BRIEF
Retype every entry in its entirety, without alteration.
──────── DATA LINES ────────
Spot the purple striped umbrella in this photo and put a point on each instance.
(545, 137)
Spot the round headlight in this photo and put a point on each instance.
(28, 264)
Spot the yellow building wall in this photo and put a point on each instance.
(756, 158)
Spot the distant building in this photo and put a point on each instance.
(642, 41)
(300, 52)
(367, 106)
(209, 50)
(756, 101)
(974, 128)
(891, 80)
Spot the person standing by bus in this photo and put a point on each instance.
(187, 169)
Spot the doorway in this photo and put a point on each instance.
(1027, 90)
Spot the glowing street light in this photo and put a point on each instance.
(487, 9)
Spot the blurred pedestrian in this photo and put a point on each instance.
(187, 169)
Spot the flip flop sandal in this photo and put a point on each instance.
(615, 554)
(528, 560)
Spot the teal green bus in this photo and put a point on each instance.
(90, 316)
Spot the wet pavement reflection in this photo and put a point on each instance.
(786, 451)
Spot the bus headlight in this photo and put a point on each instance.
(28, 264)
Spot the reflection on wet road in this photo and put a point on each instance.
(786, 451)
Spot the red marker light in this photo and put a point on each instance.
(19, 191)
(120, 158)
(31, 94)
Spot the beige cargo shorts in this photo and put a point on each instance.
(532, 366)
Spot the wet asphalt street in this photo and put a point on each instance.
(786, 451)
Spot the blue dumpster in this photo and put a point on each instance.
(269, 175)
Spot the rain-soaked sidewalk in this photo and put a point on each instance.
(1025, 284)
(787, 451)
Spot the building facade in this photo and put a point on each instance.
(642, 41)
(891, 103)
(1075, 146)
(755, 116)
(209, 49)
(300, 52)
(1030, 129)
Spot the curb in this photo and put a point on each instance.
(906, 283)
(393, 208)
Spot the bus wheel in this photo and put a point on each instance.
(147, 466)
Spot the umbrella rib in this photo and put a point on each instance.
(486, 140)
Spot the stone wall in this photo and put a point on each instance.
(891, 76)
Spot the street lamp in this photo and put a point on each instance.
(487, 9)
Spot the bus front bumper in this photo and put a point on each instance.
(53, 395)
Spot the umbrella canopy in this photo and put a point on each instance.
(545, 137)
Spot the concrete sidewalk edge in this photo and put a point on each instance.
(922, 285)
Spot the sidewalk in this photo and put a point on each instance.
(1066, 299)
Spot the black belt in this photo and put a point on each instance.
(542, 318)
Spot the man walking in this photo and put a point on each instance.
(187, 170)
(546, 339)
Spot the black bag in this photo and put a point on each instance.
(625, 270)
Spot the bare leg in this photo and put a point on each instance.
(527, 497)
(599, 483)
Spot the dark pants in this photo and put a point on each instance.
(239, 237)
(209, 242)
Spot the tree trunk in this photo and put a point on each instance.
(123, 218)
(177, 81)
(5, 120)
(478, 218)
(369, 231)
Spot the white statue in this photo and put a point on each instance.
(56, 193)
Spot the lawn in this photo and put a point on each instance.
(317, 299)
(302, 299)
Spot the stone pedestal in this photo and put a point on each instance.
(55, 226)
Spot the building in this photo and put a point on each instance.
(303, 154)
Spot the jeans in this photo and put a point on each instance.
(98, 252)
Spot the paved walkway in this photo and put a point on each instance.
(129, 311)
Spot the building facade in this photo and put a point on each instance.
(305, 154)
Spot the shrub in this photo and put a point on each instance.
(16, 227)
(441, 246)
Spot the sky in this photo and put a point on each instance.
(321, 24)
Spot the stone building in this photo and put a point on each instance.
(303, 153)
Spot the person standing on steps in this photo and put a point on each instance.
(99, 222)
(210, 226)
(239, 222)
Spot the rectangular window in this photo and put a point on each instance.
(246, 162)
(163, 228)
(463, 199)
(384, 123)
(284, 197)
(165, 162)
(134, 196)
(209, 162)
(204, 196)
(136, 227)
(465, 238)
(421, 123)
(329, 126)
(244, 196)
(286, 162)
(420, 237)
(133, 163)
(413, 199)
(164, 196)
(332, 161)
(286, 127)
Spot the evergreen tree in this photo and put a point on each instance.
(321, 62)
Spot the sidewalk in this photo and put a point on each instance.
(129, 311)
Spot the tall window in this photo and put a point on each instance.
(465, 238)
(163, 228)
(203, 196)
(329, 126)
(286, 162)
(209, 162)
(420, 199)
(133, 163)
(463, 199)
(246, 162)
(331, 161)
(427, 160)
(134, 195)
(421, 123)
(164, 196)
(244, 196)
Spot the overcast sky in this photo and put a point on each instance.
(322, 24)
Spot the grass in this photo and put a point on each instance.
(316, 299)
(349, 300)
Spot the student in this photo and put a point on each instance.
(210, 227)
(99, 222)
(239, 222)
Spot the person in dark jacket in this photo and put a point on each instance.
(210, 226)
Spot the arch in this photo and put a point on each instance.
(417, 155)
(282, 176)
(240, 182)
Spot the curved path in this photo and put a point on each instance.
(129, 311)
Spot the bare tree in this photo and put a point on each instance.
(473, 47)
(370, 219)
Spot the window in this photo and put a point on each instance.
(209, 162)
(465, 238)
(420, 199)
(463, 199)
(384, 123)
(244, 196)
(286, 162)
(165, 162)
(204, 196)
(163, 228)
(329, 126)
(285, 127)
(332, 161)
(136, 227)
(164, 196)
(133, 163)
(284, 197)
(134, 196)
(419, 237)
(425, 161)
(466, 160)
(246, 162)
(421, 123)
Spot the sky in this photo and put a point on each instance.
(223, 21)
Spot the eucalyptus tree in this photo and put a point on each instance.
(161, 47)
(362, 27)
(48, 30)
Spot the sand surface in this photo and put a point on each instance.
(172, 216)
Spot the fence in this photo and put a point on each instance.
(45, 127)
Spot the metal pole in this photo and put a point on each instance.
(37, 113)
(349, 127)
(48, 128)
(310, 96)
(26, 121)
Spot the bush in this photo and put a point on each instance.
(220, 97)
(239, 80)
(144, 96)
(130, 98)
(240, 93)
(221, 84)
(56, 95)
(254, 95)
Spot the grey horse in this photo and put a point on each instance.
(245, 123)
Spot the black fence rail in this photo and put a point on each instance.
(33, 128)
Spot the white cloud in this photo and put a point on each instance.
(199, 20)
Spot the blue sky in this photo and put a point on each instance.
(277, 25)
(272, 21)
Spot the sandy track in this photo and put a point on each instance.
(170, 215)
────────
ANSWER TO THE TASK
Spot the purple striped umbrella in this photo and put a point on each instance.
(545, 137)
Spot the round headlight in this photo and put a point on each instance.
(28, 264)
Spot the yellow building wall in this photo and put a point on each instance.
(756, 158)
Spot the distant building in this photo and put a point on each instance.
(642, 41)
(300, 52)
(367, 106)
(209, 50)
(756, 101)
(974, 128)
(891, 80)
Spot the person standing by bus in this photo and put a point on each instance.
(187, 169)
Spot the doorway in this photo and put a point on each instance.
(1027, 90)
Spot the glowing street light in this photo and put a point on each instance.
(487, 9)
Spot the blurred pedestrian in this photo and put a point on each instance.
(187, 169)
Spot the flip flop sandal in this photo and put a point on each instance.
(615, 554)
(528, 560)
Spot the teal green bus in this photo and put a point on each instance.
(90, 316)
Spot the wet pavement reflection in this photo and put a point on each instance.
(786, 451)
Spot the bus headlight in this photo and put a point on each instance.
(28, 264)
Spot the reflection on wet road in this photo and put a point on each instance.
(786, 451)
Spot the red marker light in this photo and put a point on each instance.
(19, 191)
(120, 158)
(31, 94)
Spot the beige cargo shorts in this photo and put a point on each instance.
(532, 366)
Spot the wet asphalt street in this photo and put a point on each instance.
(786, 451)
Spot the blue dumpster in this photo and put a point on each instance.
(269, 175)
Spot the rain-soaked sidewalk in this photo and put a point on each instance.
(1025, 284)
(787, 451)
Spot the building facade in this photo and put a point on each instance.
(642, 41)
(891, 103)
(1075, 146)
(755, 116)
(209, 49)
(300, 52)
(1030, 129)
Spot the curb in this photo and put a point on each instance.
(906, 283)
(393, 208)
Spot the bus wheel in this photo and put a point on each instance.
(147, 466)
Spot the umbrella rib in this photo and put a point on each instance.
(486, 140)
Spot the stone wall in this photo and put a point on each instance.
(891, 76)
Spot the street lamp in this photo and put a point on each instance.
(487, 9)
Spot the bus front bumper in this photo and put a point on each instance.
(53, 395)
Spot the umbrella canopy in this photo and put a point on each instance.
(545, 137)
Spot the concrete sidewalk edge in this photo and put a point on each instance.
(922, 285)
Spot the sidewalk in this photo and put a point on each instance.
(1066, 299)
Spot the black belt in this photo and put a point on each instance.
(542, 318)
Spot the man walking in this photo and put a point on each instance.
(187, 170)
(546, 339)
Spot the black bag in this photo and put a point on each instance.
(625, 270)
Spot the bare leg in this photo and put a point on each instance.
(527, 497)
(599, 483)
Spot the dark pants in this photo and put a point on each instance.
(239, 237)
(209, 242)
Spot the tree trunk in this photo and put a point on each instance.
(123, 218)
(177, 81)
(5, 120)
(478, 218)
(369, 231)
Spot the white statue in this photo and put a point on each instance.
(56, 193)
Spot the lawn in this photo and put a point on each instance.
(317, 299)
(302, 299)
Spot the stone pedestal in this photo and put a point on each instance.
(55, 226)
Spot the building in this photo and put a point on each instance.
(303, 154)
Spot the jeans in this photo and put a point on each instance.
(98, 252)
Spot the paved walkway in this photo and put a point on each instance.
(129, 311)
Spot the building facade in this photo and put a point on each instance.
(305, 154)
Spot the shrub in this photo and put a point on each instance.
(16, 227)
(441, 246)
Spot the sky in this photo and put a point on each instance.
(321, 24)
Spot the stone building in this photo and put a point on each instance.
(303, 153)
Spot the person standing on steps in this photo and put a point on each instance.
(99, 222)
(210, 226)
(239, 222)
Spot the rectangular window in this photo and put a point on each instance.
(246, 162)
(163, 228)
(463, 199)
(384, 123)
(284, 197)
(165, 162)
(134, 196)
(209, 162)
(204, 196)
(136, 227)
(465, 238)
(421, 123)
(329, 126)
(244, 196)
(286, 162)
(420, 237)
(133, 163)
(413, 199)
(164, 196)
(332, 161)
(286, 127)
Spot the evergreen tree in this photo and put a point on each instance.
(321, 62)
Spot the sidewalk in this photo and put a point on each instance.
(129, 311)
Spot the tall window in this photo and put a point on each instance.
(465, 238)
(163, 228)
(203, 196)
(329, 126)
(286, 162)
(209, 162)
(420, 199)
(133, 163)
(463, 199)
(246, 162)
(331, 161)
(427, 160)
(134, 195)
(421, 123)
(164, 196)
(244, 196)
Spot the overcast sky in this photo and put a point on each instance.
(322, 24)
Spot the grass in this photo and put a point on each instance.
(316, 299)
(349, 300)
Spot the student in this photo and put a point on each instance.
(210, 227)
(99, 222)
(239, 222)
Spot the person in dark jacket in this photo and put a point on each instance.
(210, 226)
Spot the arch in this photo and put a point on each instance.
(417, 155)
(282, 176)
(240, 182)
Spot the curved path in this photo and put a point on each instance.
(129, 311)
Spot the bare tree in this photo and put a point on each instance.
(473, 47)
(370, 219)
Spot the window in this photo and put a point on each instance.
(209, 162)
(465, 238)
(420, 199)
(463, 199)
(384, 123)
(244, 196)
(286, 162)
(165, 162)
(204, 196)
(163, 228)
(329, 126)
(285, 127)
(332, 161)
(136, 227)
(164, 196)
(133, 163)
(284, 197)
(134, 196)
(419, 237)
(425, 161)
(466, 160)
(246, 162)
(421, 123)
Spot the sky in this photo and put a point on each instance.
(223, 21)
Spot the eucalyptus tree in this photo and put a point on each instance.
(161, 47)
(362, 27)
(48, 30)
Spot the sand surface in this photo and put a point on each instance.
(172, 216)
Spot the fence in this photo and put a point on each instance.
(45, 127)
Spot the metal pole in this photo and put a point on each instance.
(37, 113)
(349, 127)
(48, 128)
(310, 96)
(26, 121)
Spot the bush in this photo and put a point on each instance.
(220, 97)
(239, 80)
(144, 96)
(130, 98)
(240, 93)
(221, 84)
(56, 95)
(254, 95)
Spot the grey horse in this photo and put a point on each instance.
(245, 123)
Spot the black fence rail in this photo and put a point on each instance.
(33, 128)
Spot the white cloud in this photo and put a point on each instance.
(199, 20)
Spot the blue sky in this photo and put a point on each instance.
(277, 25)
(272, 21)
Spot the sandy track in this photo and put a point on each instance.
(170, 215)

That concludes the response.